# SOURCE:
Saturday, July 17, 2010

Trees and Rocks

Jemez Mountain Trees

I love trees. Guess I’m a closet ‘tree hugger’. It is such a shame each time a tree has to be cut down. But I understand we do need lots of wood for the world. I do like to be able to go to the lumber yard and buy the kind of lumber or wood that I want when I want to make the Howling Coyotes that I sometimes make or when Lee wants to make a table or turn a bowl or candlestick on the lathe. It is nice to be able to build the shelters for the horses or shed for hay and I know that a lot of my house is built out of wood.
Yet, it is a joy to see all those big, tall trees when we go to the mountains. I never get tired of looking at them or taking photos of them. I guess I have just lived on the desert to long where there aren’t those many trees. The main two kinds of trees in the Jemez are Ponderosa Pine, Colorado Spruce, and Aspens.

Some of the trees in the Jemez are very young trees either started from a seed that may have fallen out of a pine cone and planting it’s self in the soil or possibly from being cached by a squirrel or chipmunk that then forgot when it had put the seed. Other young trees have been planted in area where there was a forest fire by the Forest Service or by groups of people who volunteer to plant them. I remember planting seedling pine trees in the Manzano Mountains east of Albuquerque when I was in Girl Scouts. Lee has told me about planting seedling trees in West Virginia when he was a teenager. It is a very satisfying feeling to plant baby trees that will grow up to be part of a national forest for everyone to enjoy

It is just as enjoyable to plant either seedlings or young trees in your own yard and watch them grow. Lee and I have planted trees in every home we have ever lived in except maybe a few apartments we lived in.
I love pines because they grow so tall and provide so much protection for the earth as well as all the animals that live in and under the trees. Birds that nest in them, squirrels that live in them, deer, elk, that bed down under the trees and hide in them from lions, and human hunters. I like the dead ones as well as the live ones. Dead standing trees provide homes for woodpeckers and look out perches for ravens, hawks, owls, jays, and other birds. Dead trees that have fallen to the ground slowly rot and decay becoming soil for baby trees to grow in as well as homes for chipmunks and all kinds of insects.
Spruce trees do all of the things that pine trees do but are always so pretty when they grow very thick on hillsides with their dark green needles. They also help hold the soil so it doesn’t erode during rain storms and when the snow melts in the spring. I love to hear the wind blowing through the tops of the evergreens whispering and sighing with a sing song sound.

# AIM:
Go on with the post about Jemez Mountain trees, starting right after its final sentence.

[Items from a data source]
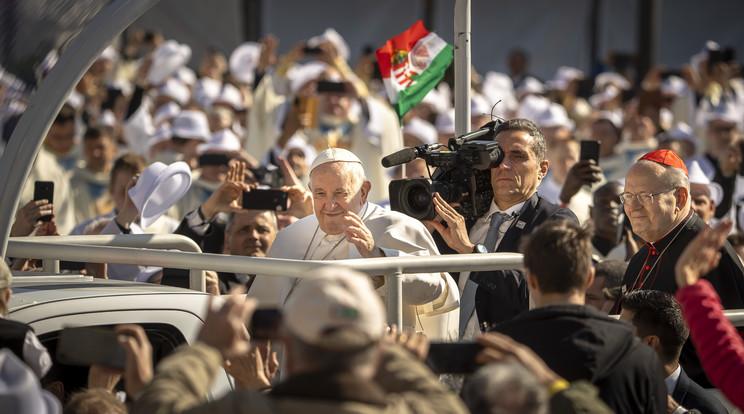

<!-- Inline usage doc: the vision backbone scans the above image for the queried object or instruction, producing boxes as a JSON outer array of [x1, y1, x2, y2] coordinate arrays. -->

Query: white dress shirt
[[664, 365, 682, 395], [457, 201, 526, 339]]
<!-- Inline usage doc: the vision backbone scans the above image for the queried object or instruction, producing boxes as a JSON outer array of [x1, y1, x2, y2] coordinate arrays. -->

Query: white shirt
[[457, 201, 526, 339], [248, 203, 460, 340], [664, 365, 682, 395]]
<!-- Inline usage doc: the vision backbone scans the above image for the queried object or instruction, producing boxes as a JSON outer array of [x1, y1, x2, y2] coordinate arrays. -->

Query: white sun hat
[[129, 161, 191, 228], [147, 40, 191, 85], [171, 110, 212, 141], [196, 129, 242, 155]]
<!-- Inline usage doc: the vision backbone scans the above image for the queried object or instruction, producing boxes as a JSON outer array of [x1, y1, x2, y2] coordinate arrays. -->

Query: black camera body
[[389, 121, 504, 220]]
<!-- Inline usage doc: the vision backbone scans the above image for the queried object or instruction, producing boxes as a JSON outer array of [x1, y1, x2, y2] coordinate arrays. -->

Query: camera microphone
[[382, 148, 419, 168]]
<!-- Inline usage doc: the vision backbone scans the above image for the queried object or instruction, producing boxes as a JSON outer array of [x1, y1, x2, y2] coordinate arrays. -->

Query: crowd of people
[[0, 29, 744, 414]]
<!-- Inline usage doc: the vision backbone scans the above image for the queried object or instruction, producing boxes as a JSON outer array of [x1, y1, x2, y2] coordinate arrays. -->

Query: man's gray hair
[[638, 160, 690, 193], [462, 361, 548, 414], [310, 162, 367, 194]]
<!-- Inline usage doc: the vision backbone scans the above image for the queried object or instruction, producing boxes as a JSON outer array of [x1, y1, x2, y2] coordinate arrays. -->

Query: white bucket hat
[[230, 42, 261, 85], [196, 129, 242, 155], [129, 161, 191, 228], [147, 40, 191, 85], [158, 78, 191, 106], [171, 110, 212, 141]]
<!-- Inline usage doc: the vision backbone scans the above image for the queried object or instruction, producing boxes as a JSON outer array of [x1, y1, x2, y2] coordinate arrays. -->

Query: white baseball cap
[[284, 266, 386, 350], [310, 148, 362, 172], [230, 42, 261, 84], [171, 110, 212, 141]]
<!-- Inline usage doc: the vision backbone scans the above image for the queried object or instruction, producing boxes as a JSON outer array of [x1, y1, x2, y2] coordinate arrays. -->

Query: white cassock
[[248, 203, 460, 340]]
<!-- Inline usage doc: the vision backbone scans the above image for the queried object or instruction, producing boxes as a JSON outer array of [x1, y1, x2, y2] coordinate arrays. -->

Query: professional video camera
[[382, 120, 504, 220]]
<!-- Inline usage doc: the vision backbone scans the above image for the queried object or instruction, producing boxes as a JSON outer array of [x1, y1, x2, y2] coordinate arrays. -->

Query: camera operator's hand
[[674, 220, 733, 288], [197, 287, 256, 359], [201, 160, 250, 220], [116, 325, 153, 398], [560, 160, 602, 204], [427, 193, 475, 253], [10, 200, 54, 237]]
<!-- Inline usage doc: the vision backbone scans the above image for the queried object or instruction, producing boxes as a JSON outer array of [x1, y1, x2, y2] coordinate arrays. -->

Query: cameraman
[[429, 119, 578, 338]]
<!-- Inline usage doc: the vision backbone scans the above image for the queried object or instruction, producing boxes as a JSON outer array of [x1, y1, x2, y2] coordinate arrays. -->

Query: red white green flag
[[377, 20, 454, 118]]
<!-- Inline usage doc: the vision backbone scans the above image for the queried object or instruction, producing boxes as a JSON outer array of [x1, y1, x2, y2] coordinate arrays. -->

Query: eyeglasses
[[620, 187, 677, 205]]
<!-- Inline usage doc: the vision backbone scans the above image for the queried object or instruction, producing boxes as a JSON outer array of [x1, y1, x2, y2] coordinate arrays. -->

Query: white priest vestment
[[248, 203, 460, 340]]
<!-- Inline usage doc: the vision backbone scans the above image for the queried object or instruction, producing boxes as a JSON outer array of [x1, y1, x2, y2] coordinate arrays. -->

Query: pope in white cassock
[[248, 148, 460, 340]]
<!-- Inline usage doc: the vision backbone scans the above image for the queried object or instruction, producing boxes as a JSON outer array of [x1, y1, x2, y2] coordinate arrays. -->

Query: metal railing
[[8, 235, 522, 326]]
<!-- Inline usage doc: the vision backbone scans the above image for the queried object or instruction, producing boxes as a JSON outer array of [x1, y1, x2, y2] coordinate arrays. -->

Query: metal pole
[[41, 259, 59, 275], [189, 269, 207, 292], [455, 0, 470, 135], [385, 270, 403, 329], [0, 0, 158, 257]]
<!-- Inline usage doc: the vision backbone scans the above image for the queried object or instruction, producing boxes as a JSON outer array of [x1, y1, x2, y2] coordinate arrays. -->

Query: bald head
[[623, 160, 690, 243]]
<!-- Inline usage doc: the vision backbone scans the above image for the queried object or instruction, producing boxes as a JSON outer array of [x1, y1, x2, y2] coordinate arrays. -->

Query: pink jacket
[[677, 279, 744, 410]]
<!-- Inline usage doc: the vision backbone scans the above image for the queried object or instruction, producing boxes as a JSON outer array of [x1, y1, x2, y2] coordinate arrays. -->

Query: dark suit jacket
[[672, 369, 728, 414], [470, 194, 579, 327]]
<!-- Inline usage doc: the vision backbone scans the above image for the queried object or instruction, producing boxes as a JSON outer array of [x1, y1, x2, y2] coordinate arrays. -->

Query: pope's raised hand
[[343, 211, 379, 257]]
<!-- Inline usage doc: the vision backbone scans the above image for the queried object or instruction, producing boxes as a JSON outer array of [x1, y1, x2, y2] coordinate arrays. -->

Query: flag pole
[[455, 0, 470, 136]]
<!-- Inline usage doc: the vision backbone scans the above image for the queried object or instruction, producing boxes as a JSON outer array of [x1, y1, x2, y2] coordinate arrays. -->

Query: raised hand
[[343, 211, 379, 257], [116, 325, 153, 397], [201, 159, 250, 220], [279, 158, 313, 218], [10, 200, 54, 237], [426, 193, 474, 253], [197, 287, 256, 359], [674, 220, 733, 288]]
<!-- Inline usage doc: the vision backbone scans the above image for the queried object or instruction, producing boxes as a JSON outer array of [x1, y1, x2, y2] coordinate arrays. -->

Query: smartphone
[[302, 45, 323, 55], [250, 308, 282, 341], [57, 326, 126, 369], [199, 153, 230, 167], [243, 188, 288, 211], [34, 181, 54, 221], [316, 81, 348, 93], [426, 342, 483, 374], [579, 140, 599, 165]]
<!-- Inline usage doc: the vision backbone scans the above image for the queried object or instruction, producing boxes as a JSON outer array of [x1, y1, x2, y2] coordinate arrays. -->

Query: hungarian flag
[[377, 20, 454, 118]]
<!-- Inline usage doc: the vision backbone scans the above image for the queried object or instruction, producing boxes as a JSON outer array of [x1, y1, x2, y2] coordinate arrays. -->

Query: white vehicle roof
[[9, 276, 206, 312]]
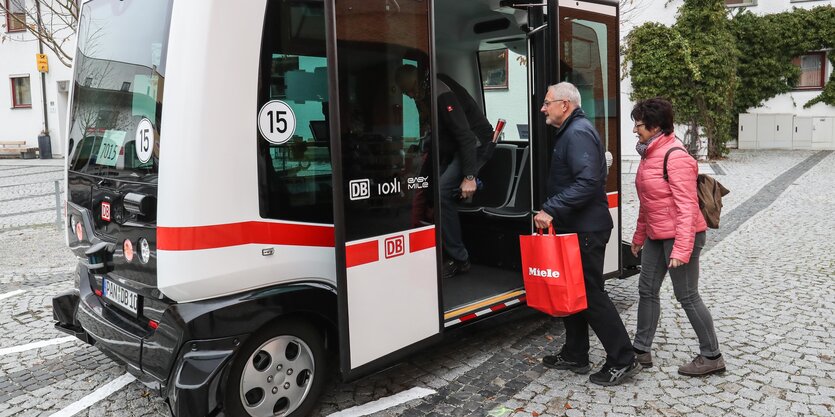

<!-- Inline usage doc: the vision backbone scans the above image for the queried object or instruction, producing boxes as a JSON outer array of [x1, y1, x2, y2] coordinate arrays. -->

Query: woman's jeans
[[633, 232, 720, 356]]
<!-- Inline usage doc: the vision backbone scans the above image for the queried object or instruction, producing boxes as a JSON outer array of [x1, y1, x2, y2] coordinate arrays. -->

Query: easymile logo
[[528, 267, 560, 278], [406, 176, 429, 190]]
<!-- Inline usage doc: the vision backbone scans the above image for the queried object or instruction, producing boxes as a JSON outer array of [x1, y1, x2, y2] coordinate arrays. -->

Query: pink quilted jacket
[[632, 133, 707, 263]]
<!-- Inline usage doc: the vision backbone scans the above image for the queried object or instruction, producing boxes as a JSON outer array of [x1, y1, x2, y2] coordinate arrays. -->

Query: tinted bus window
[[560, 7, 620, 191], [258, 0, 333, 223], [69, 0, 171, 182], [334, 0, 435, 242]]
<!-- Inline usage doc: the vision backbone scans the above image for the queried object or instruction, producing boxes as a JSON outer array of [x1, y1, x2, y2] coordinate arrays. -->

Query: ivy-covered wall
[[623, 0, 835, 157]]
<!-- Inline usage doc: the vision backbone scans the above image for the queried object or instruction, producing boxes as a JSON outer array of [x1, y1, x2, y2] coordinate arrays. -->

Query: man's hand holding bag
[[519, 227, 588, 317]]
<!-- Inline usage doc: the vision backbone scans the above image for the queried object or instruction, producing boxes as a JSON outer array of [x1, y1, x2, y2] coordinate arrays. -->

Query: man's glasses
[[542, 99, 568, 107]]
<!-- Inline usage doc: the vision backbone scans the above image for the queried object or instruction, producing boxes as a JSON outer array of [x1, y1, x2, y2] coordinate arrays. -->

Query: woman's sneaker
[[542, 352, 591, 374], [589, 360, 641, 387], [678, 355, 725, 376]]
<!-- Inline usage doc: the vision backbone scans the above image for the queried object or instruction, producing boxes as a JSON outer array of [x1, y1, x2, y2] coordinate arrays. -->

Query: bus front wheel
[[225, 320, 326, 417]]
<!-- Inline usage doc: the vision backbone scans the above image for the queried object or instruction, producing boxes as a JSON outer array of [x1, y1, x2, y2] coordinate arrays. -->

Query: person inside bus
[[632, 98, 725, 376], [395, 64, 493, 278], [534, 82, 641, 385]]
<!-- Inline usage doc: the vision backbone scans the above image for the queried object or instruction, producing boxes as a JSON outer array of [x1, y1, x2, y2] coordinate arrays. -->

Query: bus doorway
[[434, 1, 620, 328]]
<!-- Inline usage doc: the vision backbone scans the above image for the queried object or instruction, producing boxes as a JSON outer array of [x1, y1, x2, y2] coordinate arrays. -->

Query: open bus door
[[556, 1, 622, 277], [325, 0, 441, 379], [326, 0, 621, 379]]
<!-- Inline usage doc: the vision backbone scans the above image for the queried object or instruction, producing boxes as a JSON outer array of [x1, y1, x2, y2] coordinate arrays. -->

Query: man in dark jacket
[[534, 82, 641, 385], [395, 65, 493, 278]]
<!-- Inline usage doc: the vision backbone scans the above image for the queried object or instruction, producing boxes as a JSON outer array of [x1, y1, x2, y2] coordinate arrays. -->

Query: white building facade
[[0, 0, 75, 156], [621, 0, 835, 159]]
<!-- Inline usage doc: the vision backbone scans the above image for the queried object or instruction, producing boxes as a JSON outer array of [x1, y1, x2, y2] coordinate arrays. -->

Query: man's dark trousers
[[562, 230, 635, 368]]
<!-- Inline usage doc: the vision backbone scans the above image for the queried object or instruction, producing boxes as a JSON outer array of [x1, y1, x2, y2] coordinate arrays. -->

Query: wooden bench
[[0, 140, 38, 159]]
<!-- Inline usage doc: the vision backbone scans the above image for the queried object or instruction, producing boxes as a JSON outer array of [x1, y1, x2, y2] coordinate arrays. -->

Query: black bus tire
[[224, 320, 327, 417]]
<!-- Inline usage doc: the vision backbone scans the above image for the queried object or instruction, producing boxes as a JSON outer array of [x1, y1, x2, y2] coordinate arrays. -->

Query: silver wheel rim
[[239, 336, 316, 417]]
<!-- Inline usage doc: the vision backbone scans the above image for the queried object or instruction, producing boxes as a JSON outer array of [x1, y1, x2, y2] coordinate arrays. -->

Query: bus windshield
[[68, 0, 171, 182]]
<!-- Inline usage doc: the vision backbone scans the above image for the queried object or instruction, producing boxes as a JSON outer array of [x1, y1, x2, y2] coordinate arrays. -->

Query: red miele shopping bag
[[519, 229, 588, 317]]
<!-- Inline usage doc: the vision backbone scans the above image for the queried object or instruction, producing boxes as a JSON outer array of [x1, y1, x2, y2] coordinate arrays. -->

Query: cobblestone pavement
[[0, 151, 835, 417]]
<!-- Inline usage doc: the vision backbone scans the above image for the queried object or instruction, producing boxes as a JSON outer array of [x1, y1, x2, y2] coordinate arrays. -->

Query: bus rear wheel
[[225, 320, 326, 417]]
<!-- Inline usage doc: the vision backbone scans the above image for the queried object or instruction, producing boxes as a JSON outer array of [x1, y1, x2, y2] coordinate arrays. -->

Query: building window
[[792, 52, 826, 89], [11, 75, 32, 109], [478, 49, 507, 90], [725, 0, 757, 7], [4, 0, 26, 32]]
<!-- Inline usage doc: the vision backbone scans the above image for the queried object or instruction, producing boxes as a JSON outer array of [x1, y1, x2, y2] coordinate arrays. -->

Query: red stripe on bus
[[345, 240, 380, 268], [458, 313, 478, 323], [157, 222, 334, 251], [607, 193, 620, 208], [409, 227, 435, 253]]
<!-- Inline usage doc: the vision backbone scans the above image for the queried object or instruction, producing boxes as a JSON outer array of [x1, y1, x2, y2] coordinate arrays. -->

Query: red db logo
[[385, 235, 406, 259]]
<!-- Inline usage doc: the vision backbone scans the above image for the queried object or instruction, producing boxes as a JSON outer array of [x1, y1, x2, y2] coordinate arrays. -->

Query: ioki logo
[[384, 235, 406, 259], [528, 267, 560, 278], [348, 179, 371, 200], [377, 178, 403, 195]]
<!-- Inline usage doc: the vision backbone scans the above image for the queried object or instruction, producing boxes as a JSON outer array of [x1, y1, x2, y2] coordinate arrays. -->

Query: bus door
[[325, 0, 441, 379], [556, 1, 621, 277]]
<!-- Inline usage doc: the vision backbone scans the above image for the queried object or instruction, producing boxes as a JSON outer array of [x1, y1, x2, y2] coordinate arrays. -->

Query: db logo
[[348, 179, 371, 200], [384, 235, 406, 259], [101, 201, 110, 222]]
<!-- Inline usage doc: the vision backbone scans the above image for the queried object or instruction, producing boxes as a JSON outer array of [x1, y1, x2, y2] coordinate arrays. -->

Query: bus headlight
[[139, 237, 151, 264]]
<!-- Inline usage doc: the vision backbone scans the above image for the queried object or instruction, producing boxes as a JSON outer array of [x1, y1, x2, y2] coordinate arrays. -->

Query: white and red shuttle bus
[[53, 0, 623, 417]]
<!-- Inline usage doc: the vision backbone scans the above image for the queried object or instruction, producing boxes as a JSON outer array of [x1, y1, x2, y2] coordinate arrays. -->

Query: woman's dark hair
[[632, 97, 673, 135]]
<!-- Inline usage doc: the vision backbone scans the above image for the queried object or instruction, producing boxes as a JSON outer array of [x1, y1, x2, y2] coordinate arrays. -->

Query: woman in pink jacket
[[632, 98, 725, 376]]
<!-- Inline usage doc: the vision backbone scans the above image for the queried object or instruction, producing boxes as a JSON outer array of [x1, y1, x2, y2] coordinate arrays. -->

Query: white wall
[[621, 0, 835, 159], [484, 50, 528, 140], [0, 1, 74, 155]]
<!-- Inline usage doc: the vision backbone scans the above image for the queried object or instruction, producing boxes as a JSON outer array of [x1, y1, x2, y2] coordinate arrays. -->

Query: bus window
[[478, 46, 530, 141], [68, 1, 171, 183], [560, 7, 620, 191], [258, 0, 333, 223]]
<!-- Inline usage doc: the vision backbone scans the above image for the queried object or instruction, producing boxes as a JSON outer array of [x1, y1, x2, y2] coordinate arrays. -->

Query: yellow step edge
[[444, 290, 525, 320]]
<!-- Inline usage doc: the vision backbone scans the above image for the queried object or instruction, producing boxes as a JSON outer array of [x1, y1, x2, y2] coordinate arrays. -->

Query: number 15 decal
[[258, 100, 296, 145], [134, 118, 156, 164]]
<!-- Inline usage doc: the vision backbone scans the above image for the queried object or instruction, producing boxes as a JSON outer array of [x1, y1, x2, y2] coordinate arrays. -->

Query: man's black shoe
[[455, 259, 471, 274], [441, 258, 470, 279], [589, 360, 641, 387], [542, 353, 591, 374]]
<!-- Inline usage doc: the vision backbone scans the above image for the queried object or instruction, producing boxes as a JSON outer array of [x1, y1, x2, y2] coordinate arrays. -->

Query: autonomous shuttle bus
[[53, 0, 623, 417]]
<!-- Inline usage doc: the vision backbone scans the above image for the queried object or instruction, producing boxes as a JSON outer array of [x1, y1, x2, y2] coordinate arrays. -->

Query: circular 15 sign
[[134, 118, 156, 164], [258, 100, 296, 145]]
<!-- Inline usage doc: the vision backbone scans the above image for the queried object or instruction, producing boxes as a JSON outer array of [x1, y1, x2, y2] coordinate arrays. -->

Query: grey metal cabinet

# RESPONSE:
Aspens my third favorite trees is not an evergreen like the spruce and pine are. In the winter there are no leaves on them. In the spring the tiny light green heart shaped leaves appear gradually getting larger through the spring and twisting and turning in the slightest breeze. Their leaves will rattle against each other as if they are talking to each other and to all in the forest. In the fall the aspen leaves turn a beautiful shade of gold that shimmers when they wind blows through them. Slowly the gold leaves die and fall to the ground to provide fertilizer for the next spring season of growth. In all seasons the white bark of the aspen looks so nice against the green and brown colors of the rest of the forest. With the white tree trucks and green or yellow leaves aspens are always photogenic even in the winter with no leaves and surrounded by snow.


Aspens are a favorite for deer and elk to rub their antlers on in the fall when they are getting the velvet off that has protected their antlers all summer while they were growing. I have seen lots of aspen trees with multiple scars from years of the deer and elk rubbing their antlers on them. Sometimes we see an aspen that has different scars on it where a bear has reached up and clawed the tree proclaiming its territory. But I really dislike too see where people have carved their names in aspen tree. I see no reason to damage a tree and take a chance on destroying it.
There are lots of other trees – juniper, pinon, cedar, scrub oak or jack oak and willow. In Ghost Canyon and near Porters Landing we have found some huge old oak trees that are called These don’t have the typical oak leaf with the scalloped edges but a long, smooth, narrow leaf. In both places there were some large trees that had died and we took out a lot of oak wood that make great fire wood for our wood stove. Some of those old oak trees were so big around that Lee, Dustin and I couldn’t reach around the trunk together.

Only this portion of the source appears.